ASSIGNMENT: Look through the entries. Copy each line that has the word "person".

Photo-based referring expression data

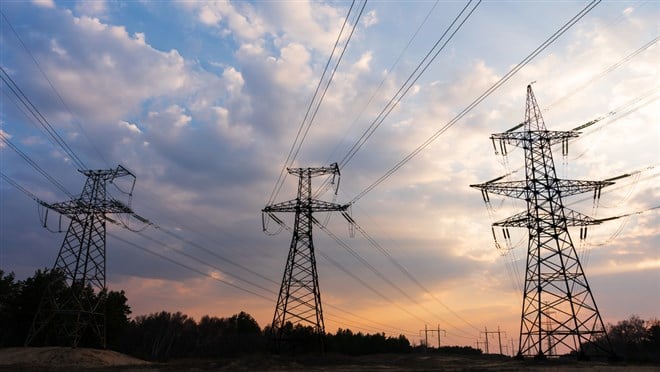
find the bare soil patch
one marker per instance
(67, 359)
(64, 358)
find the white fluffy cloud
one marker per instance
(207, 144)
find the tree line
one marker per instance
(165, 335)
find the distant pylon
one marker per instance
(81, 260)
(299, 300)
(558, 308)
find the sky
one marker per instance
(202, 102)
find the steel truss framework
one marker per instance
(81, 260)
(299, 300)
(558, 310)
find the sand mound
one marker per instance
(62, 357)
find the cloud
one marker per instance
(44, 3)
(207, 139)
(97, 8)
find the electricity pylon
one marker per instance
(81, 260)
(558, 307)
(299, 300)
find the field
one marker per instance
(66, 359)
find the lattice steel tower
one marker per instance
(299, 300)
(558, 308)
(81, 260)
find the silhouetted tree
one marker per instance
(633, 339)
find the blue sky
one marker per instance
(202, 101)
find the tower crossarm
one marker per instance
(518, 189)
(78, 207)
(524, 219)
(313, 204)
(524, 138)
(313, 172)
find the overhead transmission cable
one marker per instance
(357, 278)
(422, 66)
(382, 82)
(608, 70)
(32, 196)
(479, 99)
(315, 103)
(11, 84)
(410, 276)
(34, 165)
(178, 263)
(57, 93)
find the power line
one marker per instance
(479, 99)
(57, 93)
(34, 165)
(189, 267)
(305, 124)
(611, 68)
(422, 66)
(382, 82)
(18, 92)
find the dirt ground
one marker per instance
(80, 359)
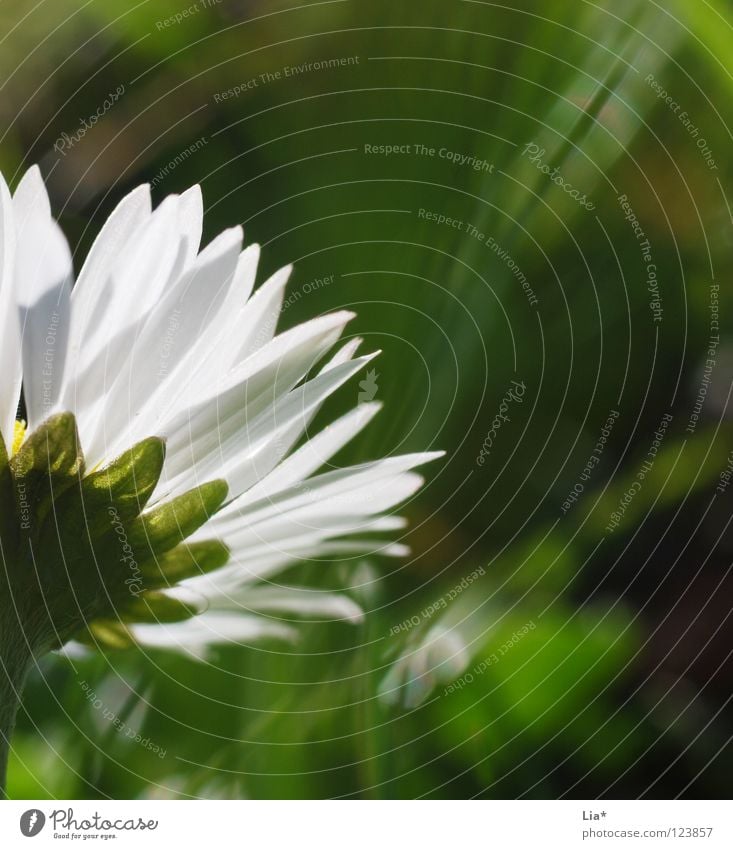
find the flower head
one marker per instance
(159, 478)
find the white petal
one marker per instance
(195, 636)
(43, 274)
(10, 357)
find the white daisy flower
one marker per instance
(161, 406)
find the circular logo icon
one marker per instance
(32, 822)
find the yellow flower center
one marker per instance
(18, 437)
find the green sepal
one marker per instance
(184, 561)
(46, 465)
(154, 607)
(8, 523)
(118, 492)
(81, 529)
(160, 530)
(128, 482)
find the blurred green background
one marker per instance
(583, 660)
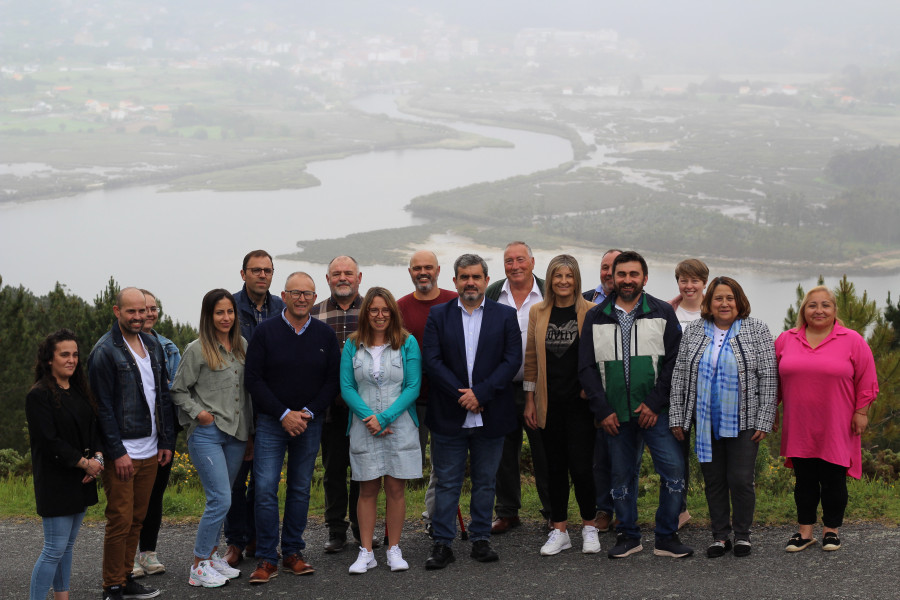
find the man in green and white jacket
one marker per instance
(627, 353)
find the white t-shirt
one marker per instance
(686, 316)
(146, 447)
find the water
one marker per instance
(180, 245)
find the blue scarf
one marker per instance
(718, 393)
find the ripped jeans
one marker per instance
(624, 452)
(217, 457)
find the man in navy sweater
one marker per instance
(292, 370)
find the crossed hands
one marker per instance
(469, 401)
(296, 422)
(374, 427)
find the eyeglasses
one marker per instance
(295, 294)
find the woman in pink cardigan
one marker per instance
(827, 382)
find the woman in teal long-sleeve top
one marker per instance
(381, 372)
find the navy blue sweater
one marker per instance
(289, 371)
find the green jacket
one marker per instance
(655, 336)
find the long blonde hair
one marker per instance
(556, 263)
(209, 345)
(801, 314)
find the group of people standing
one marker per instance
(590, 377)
* * *
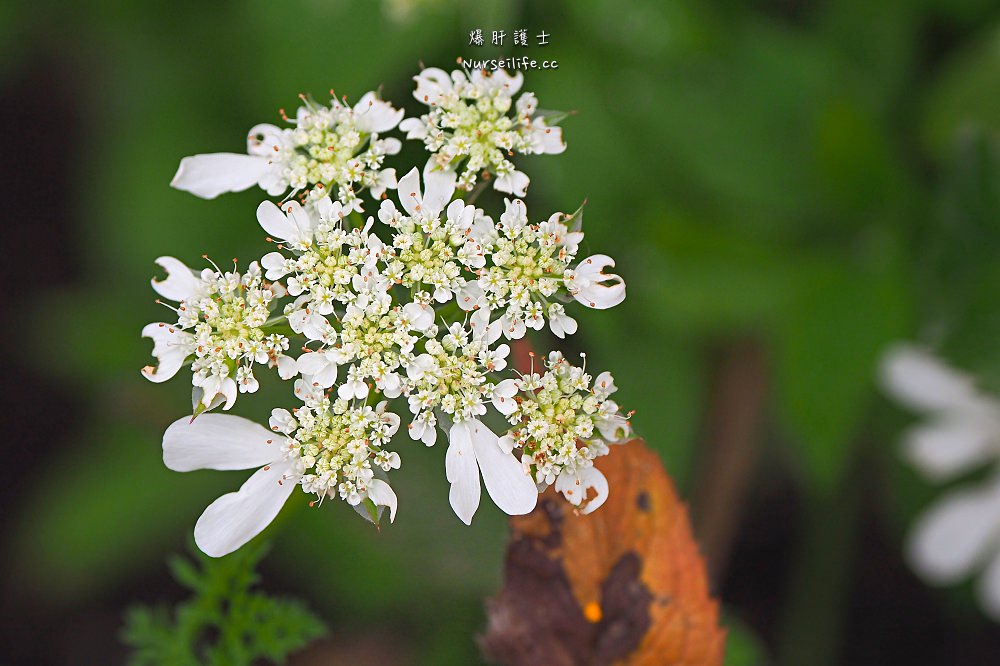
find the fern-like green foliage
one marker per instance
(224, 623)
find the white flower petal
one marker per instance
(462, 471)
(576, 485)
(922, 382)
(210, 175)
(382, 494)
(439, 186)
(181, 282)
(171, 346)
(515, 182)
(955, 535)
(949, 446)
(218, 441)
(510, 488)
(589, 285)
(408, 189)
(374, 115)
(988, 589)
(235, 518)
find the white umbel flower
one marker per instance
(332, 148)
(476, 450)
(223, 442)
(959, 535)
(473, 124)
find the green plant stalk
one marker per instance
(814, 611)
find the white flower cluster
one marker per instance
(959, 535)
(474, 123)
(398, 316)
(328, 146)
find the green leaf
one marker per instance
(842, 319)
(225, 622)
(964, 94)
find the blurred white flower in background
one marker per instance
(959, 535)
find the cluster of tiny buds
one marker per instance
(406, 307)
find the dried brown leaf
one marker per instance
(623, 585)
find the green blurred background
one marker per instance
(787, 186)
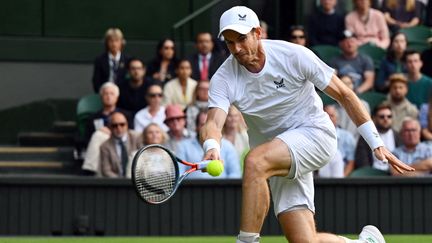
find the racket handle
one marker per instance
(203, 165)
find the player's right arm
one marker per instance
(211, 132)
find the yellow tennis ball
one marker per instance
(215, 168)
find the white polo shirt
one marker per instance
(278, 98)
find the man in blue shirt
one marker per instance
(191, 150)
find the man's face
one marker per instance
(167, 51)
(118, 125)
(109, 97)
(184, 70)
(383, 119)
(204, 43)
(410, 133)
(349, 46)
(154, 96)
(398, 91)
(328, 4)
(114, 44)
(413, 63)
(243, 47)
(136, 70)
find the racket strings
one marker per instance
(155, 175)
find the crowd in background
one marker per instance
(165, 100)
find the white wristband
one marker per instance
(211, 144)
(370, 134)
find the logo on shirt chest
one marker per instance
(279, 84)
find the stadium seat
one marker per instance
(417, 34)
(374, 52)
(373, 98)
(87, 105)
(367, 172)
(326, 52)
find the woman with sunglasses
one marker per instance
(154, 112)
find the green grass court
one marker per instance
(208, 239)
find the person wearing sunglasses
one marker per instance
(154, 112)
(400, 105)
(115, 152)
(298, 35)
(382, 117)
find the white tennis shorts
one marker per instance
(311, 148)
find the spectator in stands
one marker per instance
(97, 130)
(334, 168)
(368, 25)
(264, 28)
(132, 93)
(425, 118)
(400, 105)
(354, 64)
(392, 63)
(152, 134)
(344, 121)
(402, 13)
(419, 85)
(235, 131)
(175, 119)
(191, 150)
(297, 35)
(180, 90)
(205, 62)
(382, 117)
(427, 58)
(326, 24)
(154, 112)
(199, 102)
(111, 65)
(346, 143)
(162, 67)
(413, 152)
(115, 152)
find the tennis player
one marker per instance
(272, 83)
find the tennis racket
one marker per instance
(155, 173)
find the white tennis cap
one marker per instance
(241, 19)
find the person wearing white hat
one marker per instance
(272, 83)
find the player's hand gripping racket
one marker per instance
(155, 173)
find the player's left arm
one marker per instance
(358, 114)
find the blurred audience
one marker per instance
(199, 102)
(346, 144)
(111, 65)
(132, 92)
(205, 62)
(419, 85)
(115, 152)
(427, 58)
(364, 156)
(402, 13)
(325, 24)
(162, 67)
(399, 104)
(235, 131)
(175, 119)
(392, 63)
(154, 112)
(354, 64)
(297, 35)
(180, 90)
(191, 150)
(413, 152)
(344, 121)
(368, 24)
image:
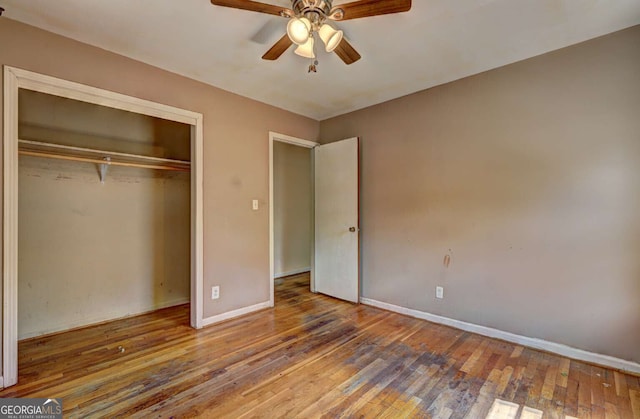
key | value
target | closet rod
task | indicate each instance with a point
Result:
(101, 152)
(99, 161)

TASK OUTPUT:
find the person wearing sunglasses
find the person wearing white hat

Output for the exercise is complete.